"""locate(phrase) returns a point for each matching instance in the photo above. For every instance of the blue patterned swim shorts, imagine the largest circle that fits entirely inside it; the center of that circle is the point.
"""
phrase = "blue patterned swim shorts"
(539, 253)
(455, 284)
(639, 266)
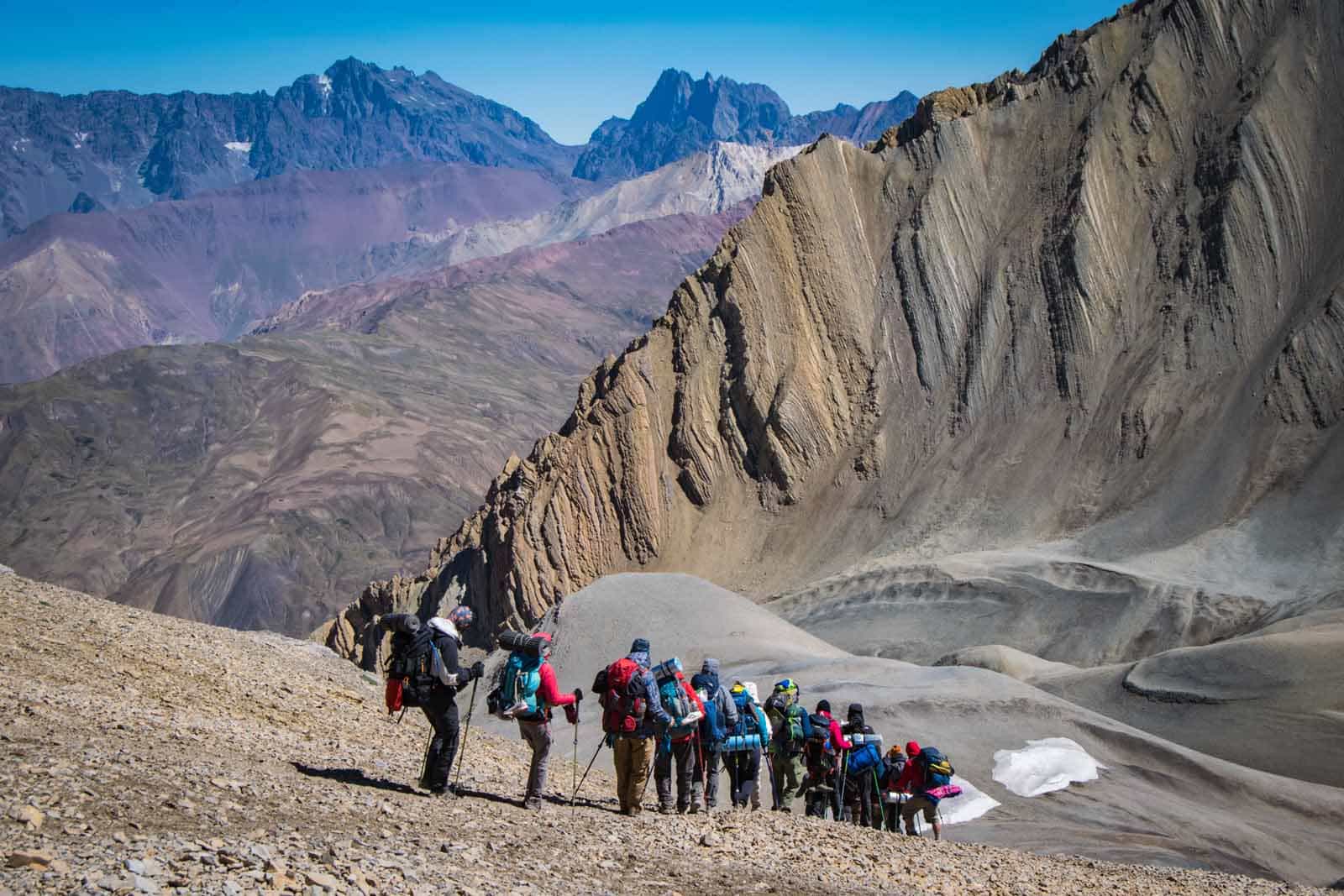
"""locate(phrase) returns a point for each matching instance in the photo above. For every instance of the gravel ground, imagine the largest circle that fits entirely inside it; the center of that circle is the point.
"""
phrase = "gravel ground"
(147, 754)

####

▸ **What to produce**: Leave the pictures out and write out every entry exactly as given.

▸ **Exercise output**:
"""locate(phrase) returns a point for each matching instance in the photo above. For every instance of the blue patterned swim shorts, imagine the largest circle that fits entirely inside it; the center of that circle is the point.
"""
phrase = "blue patterned swim shorts"
(539, 253)
(455, 284)
(639, 266)
"""locate(phrase) returns a point for each matching instance in the photo above. For every instance of the gravel ground, imagine the largest circle that fits entirely inside it; the center of that circle is the point.
"""
phrase = "gravel ground"
(147, 754)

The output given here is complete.